[Instructions for the task]
Lift out, unaltered, the lines of the material below between the line holding "Target: white pillar" and the line holding "mark: the bride's nose", counting both.

++++++++

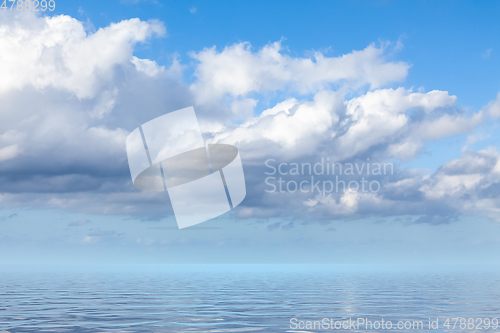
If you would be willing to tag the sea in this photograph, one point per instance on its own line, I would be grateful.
(248, 298)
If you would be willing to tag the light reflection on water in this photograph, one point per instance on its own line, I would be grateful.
(230, 298)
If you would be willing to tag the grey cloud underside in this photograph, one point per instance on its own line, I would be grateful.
(62, 146)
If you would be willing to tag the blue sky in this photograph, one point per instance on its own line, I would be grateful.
(66, 194)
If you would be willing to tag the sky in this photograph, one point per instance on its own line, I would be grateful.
(413, 85)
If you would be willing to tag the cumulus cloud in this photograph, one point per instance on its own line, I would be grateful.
(237, 71)
(79, 222)
(70, 98)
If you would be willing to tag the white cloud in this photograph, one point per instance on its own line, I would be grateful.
(493, 107)
(237, 71)
(57, 52)
(148, 67)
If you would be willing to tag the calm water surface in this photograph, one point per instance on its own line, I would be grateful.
(233, 298)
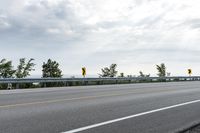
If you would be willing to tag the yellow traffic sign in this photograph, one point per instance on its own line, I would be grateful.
(189, 71)
(84, 71)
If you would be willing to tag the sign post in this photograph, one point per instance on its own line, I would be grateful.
(84, 71)
(190, 71)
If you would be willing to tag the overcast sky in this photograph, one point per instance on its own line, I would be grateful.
(135, 34)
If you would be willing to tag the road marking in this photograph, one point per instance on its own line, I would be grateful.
(79, 98)
(129, 117)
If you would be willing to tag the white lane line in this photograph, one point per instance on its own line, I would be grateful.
(128, 117)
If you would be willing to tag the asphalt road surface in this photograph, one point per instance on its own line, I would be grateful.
(130, 108)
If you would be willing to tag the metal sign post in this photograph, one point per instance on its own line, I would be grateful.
(84, 71)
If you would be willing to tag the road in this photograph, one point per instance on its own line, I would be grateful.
(139, 108)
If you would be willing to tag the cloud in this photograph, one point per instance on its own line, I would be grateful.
(95, 33)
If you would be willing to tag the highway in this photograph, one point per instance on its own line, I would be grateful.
(130, 108)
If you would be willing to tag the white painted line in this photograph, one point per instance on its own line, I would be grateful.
(128, 117)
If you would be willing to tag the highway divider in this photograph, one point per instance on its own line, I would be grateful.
(56, 82)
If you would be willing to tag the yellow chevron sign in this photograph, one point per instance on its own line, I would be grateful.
(189, 71)
(84, 71)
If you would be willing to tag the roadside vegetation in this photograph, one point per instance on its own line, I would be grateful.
(51, 69)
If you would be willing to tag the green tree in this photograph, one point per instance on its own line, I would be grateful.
(6, 69)
(121, 75)
(109, 72)
(24, 68)
(51, 69)
(161, 70)
(143, 75)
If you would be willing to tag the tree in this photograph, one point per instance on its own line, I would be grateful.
(109, 72)
(161, 70)
(6, 69)
(24, 69)
(51, 69)
(121, 75)
(143, 75)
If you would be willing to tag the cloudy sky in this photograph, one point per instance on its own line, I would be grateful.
(135, 34)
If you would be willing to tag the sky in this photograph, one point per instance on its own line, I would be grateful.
(134, 34)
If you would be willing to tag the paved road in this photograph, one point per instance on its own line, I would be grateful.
(138, 108)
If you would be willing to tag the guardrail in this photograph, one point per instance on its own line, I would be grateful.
(102, 80)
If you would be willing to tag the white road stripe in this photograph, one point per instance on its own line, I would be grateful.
(128, 117)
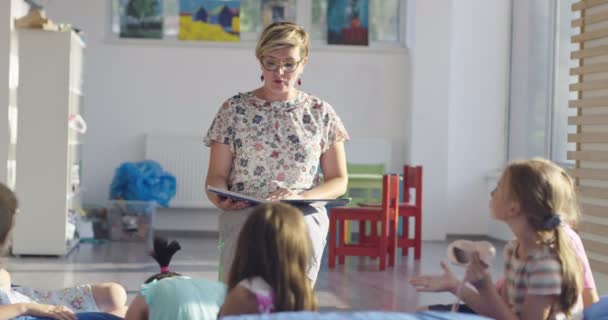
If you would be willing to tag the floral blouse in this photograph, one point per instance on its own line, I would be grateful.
(276, 144)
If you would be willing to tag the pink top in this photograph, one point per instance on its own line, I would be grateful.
(262, 291)
(579, 250)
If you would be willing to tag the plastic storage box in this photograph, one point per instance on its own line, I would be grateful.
(131, 220)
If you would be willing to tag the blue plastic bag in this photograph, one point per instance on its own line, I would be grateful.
(143, 181)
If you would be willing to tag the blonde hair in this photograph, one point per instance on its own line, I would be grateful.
(274, 245)
(8, 209)
(281, 35)
(543, 191)
(567, 205)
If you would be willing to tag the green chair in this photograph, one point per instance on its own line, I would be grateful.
(364, 186)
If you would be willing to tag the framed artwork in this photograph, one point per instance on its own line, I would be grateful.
(277, 11)
(348, 22)
(141, 19)
(210, 20)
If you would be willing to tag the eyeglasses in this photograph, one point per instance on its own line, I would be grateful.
(272, 64)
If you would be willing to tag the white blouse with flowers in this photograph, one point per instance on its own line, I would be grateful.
(276, 144)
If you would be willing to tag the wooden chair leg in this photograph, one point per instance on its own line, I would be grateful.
(342, 239)
(362, 237)
(418, 236)
(392, 246)
(331, 258)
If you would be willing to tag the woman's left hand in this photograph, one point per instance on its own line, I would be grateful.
(281, 194)
(477, 272)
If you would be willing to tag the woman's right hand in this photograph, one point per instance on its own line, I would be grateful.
(445, 282)
(228, 204)
(50, 311)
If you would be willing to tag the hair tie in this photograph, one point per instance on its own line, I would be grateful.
(553, 222)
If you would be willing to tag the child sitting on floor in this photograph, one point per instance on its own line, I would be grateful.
(169, 295)
(542, 274)
(59, 304)
(269, 269)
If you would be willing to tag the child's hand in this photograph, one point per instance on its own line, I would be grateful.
(477, 272)
(445, 282)
(50, 311)
(228, 204)
(281, 194)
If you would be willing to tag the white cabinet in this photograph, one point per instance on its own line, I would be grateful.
(9, 78)
(48, 150)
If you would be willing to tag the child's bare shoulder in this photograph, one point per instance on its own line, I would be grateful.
(239, 301)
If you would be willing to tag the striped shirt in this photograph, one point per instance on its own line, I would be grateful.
(537, 274)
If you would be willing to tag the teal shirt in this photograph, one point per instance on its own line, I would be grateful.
(183, 298)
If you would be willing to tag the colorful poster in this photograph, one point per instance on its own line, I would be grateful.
(347, 22)
(277, 11)
(141, 19)
(213, 20)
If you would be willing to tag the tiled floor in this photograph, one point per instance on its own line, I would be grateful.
(356, 285)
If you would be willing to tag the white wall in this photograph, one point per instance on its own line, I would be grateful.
(429, 108)
(479, 94)
(9, 10)
(132, 89)
(460, 72)
(5, 30)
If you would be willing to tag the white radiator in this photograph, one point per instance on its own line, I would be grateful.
(187, 158)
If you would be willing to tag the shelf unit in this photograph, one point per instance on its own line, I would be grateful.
(48, 150)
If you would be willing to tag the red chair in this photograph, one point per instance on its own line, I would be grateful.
(412, 179)
(385, 215)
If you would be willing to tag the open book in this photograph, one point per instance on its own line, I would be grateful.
(253, 200)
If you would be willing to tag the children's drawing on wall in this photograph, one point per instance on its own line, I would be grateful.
(213, 20)
(141, 19)
(347, 22)
(277, 11)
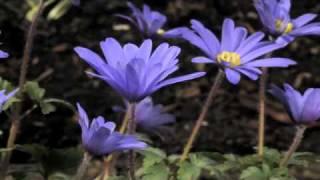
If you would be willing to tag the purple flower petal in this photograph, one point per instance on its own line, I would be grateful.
(232, 76)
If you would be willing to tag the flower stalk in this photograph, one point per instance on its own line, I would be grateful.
(262, 109)
(82, 169)
(131, 130)
(213, 91)
(294, 146)
(15, 124)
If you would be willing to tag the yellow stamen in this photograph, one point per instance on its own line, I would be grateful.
(282, 27)
(160, 31)
(230, 57)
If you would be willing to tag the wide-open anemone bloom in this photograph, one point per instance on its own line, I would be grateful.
(237, 53)
(303, 108)
(5, 97)
(99, 137)
(149, 116)
(3, 54)
(147, 21)
(135, 72)
(275, 17)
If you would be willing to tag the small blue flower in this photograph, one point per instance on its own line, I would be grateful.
(275, 17)
(147, 21)
(236, 53)
(99, 137)
(303, 108)
(4, 98)
(135, 72)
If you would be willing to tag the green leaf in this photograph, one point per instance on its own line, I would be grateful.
(4, 84)
(152, 156)
(200, 160)
(47, 108)
(188, 171)
(272, 156)
(253, 173)
(59, 10)
(158, 171)
(34, 91)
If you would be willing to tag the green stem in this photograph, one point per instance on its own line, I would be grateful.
(15, 124)
(262, 104)
(82, 169)
(213, 91)
(294, 146)
(131, 130)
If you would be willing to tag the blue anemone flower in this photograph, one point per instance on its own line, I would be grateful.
(237, 53)
(303, 108)
(135, 72)
(99, 137)
(147, 21)
(275, 17)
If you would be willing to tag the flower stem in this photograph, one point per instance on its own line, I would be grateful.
(213, 91)
(295, 144)
(15, 124)
(262, 104)
(131, 130)
(125, 120)
(112, 158)
(82, 169)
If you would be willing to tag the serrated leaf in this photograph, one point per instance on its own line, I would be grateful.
(47, 108)
(253, 173)
(272, 156)
(34, 91)
(9, 103)
(200, 160)
(158, 171)
(152, 156)
(188, 171)
(4, 84)
(59, 10)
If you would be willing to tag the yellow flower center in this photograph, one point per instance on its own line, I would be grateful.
(282, 27)
(160, 31)
(230, 57)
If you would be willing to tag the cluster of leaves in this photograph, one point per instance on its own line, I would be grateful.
(157, 165)
(58, 9)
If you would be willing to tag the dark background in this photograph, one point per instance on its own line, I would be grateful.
(231, 125)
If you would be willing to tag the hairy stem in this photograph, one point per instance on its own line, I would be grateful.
(213, 91)
(15, 122)
(109, 161)
(262, 104)
(82, 169)
(294, 146)
(131, 130)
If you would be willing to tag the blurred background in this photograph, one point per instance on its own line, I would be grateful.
(231, 125)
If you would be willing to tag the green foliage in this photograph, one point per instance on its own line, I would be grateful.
(188, 171)
(37, 94)
(154, 166)
(59, 8)
(54, 160)
(158, 171)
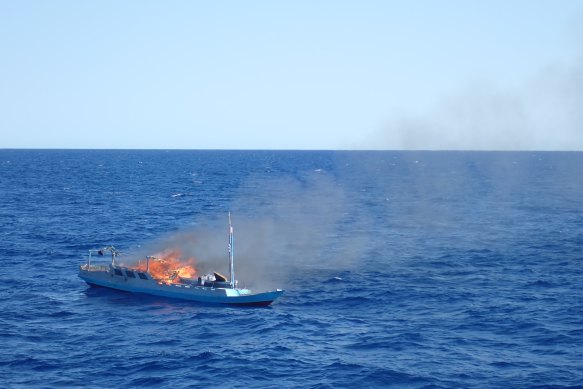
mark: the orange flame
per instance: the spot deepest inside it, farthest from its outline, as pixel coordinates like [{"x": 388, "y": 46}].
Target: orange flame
[{"x": 169, "y": 266}]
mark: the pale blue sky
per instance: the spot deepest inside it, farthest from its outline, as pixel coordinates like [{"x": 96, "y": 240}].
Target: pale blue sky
[{"x": 291, "y": 75}]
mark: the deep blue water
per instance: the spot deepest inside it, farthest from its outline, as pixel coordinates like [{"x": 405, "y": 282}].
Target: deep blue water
[{"x": 401, "y": 269}]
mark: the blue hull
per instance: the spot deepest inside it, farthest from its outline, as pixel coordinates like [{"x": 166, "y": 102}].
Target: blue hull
[{"x": 209, "y": 295}]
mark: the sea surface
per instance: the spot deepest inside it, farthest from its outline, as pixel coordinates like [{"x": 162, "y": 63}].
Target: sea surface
[{"x": 401, "y": 269}]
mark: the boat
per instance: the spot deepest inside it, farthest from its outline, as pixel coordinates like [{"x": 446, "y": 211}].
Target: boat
[{"x": 212, "y": 288}]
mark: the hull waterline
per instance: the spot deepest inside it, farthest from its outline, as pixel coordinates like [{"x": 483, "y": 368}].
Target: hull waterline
[{"x": 110, "y": 278}]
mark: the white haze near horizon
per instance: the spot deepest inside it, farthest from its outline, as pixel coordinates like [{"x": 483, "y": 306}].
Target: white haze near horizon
[{"x": 489, "y": 75}]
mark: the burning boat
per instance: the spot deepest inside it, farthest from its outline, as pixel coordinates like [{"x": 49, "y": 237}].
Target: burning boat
[{"x": 167, "y": 277}]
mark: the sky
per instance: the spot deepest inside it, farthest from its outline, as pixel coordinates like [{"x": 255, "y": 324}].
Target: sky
[{"x": 389, "y": 75}]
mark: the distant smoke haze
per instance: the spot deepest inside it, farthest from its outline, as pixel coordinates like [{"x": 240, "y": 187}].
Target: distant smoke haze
[
  {"x": 289, "y": 227},
  {"x": 545, "y": 113}
]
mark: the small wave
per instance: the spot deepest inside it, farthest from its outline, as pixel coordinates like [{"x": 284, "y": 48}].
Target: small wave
[{"x": 540, "y": 284}]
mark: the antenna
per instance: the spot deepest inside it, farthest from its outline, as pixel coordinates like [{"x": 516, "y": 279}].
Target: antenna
[{"x": 231, "y": 253}]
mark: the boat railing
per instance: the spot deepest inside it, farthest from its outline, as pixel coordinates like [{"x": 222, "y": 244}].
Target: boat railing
[{"x": 95, "y": 267}]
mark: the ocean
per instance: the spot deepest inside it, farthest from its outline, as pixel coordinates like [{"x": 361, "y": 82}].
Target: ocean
[{"x": 401, "y": 269}]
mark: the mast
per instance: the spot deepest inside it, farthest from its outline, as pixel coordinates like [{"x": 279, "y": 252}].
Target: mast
[{"x": 231, "y": 253}]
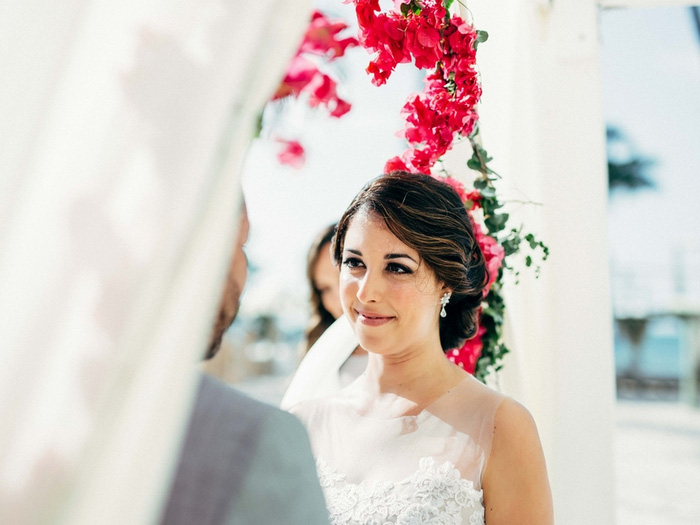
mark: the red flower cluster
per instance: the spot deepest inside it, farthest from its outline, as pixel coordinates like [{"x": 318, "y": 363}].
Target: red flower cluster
[
  {"x": 291, "y": 153},
  {"x": 303, "y": 76},
  {"x": 467, "y": 356},
  {"x": 493, "y": 252},
  {"x": 423, "y": 31},
  {"x": 322, "y": 38}
]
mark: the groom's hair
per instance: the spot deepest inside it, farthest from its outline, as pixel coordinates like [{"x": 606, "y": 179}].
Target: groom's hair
[{"x": 429, "y": 216}]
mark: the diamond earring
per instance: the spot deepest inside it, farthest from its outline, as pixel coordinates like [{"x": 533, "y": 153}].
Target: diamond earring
[{"x": 443, "y": 301}]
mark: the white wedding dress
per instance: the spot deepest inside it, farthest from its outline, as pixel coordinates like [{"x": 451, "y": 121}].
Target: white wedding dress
[{"x": 380, "y": 466}]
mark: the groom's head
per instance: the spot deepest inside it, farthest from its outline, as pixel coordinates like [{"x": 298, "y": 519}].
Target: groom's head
[{"x": 235, "y": 281}]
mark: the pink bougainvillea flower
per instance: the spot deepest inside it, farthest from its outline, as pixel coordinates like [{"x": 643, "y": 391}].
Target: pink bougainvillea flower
[
  {"x": 395, "y": 163},
  {"x": 321, "y": 37},
  {"x": 458, "y": 187},
  {"x": 291, "y": 154},
  {"x": 469, "y": 353},
  {"x": 493, "y": 254}
]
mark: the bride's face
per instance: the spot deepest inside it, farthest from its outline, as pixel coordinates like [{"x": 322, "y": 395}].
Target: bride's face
[{"x": 390, "y": 296}]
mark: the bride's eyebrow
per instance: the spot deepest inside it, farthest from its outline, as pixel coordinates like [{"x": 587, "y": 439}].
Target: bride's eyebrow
[
  {"x": 399, "y": 256},
  {"x": 388, "y": 256}
]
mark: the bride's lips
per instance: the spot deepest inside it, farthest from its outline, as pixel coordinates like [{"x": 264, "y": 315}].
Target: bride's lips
[{"x": 373, "y": 319}]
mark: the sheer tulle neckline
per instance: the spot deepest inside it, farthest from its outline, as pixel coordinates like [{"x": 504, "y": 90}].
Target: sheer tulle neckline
[{"x": 393, "y": 407}]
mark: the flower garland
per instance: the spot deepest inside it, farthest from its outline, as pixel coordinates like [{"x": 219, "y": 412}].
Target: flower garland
[
  {"x": 425, "y": 33},
  {"x": 304, "y": 78}
]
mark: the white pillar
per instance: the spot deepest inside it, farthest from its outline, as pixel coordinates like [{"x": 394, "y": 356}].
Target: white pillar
[{"x": 541, "y": 119}]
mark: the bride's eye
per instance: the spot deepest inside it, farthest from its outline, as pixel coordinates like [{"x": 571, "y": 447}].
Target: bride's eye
[
  {"x": 398, "y": 268},
  {"x": 352, "y": 262}
]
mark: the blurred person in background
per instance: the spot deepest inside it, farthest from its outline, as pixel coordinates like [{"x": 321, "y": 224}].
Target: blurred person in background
[
  {"x": 242, "y": 461},
  {"x": 323, "y": 273}
]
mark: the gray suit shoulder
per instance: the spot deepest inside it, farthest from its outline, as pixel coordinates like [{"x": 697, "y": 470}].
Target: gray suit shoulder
[{"x": 224, "y": 453}]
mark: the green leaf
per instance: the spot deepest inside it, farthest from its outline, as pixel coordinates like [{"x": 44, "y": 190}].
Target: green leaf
[
  {"x": 474, "y": 164},
  {"x": 488, "y": 192},
  {"x": 481, "y": 37},
  {"x": 480, "y": 184}
]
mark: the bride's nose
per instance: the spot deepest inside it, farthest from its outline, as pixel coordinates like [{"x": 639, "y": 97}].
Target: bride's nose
[{"x": 370, "y": 287}]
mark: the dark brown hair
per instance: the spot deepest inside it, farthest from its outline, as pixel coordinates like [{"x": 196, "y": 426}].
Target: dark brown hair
[
  {"x": 429, "y": 216},
  {"x": 321, "y": 318}
]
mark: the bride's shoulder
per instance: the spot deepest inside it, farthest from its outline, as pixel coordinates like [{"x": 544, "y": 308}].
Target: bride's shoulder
[{"x": 323, "y": 407}]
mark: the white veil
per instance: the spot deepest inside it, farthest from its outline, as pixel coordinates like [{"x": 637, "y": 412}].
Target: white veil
[
  {"x": 317, "y": 374},
  {"x": 124, "y": 127}
]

++++++++

[Solution to the problem]
Target: white pillar
[{"x": 541, "y": 119}]
mark: the bride's eye
per instance: the spot deepest inside it, farthest from its outline, as pixel coordinates like [{"x": 571, "y": 447}].
Target: bride's eye
[
  {"x": 398, "y": 268},
  {"x": 352, "y": 262}
]
mark: the blurred person in background
per instance: the spot deepest inside it, farthest from its outline, as pixel coordinates like [{"x": 321, "y": 224}].
Target: blurred person in background
[
  {"x": 242, "y": 461},
  {"x": 323, "y": 273}
]
mark: the gray suit shoulder
per instance: the spot deepest inside it, farthest from its outline, as pixel coordinates like [{"x": 697, "y": 470}].
Target: gray suit shoulder
[{"x": 224, "y": 453}]
mark: the green leaf
per instance: the spot deepest inside it, farthest from its outline, as pixel coordinates like [{"x": 44, "y": 190}].
Target: green leaf
[
  {"x": 474, "y": 164},
  {"x": 488, "y": 192},
  {"x": 481, "y": 37},
  {"x": 480, "y": 184}
]
mark: the bride's nose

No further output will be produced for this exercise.